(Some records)

(begin)

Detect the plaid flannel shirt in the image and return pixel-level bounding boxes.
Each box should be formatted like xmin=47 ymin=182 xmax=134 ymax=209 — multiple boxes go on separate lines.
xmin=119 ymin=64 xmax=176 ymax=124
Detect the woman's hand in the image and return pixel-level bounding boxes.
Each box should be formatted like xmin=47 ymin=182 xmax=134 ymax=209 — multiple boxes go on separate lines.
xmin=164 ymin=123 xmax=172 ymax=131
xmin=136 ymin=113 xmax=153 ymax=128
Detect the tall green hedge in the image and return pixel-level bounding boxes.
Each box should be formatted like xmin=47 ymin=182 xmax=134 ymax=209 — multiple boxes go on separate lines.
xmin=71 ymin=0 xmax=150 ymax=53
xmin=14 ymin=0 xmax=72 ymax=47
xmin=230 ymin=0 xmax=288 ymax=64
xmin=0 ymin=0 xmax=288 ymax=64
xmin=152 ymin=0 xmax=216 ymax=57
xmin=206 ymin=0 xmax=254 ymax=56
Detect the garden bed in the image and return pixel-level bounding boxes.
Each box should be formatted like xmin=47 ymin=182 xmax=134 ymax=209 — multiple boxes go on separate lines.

(end)

== WORK INSTRUCTIONS ==
Quote the listing above word for word, beginning at the line that contains "Detect the garden" and continuing through the end of the listing.

== RESULT OF THE TASK ==
Detect the garden bed in the image and return pixel-level bounding boxes.
Each box should be formatted like xmin=47 ymin=182 xmax=134 ymax=209 — multiple boxes go on separate lines.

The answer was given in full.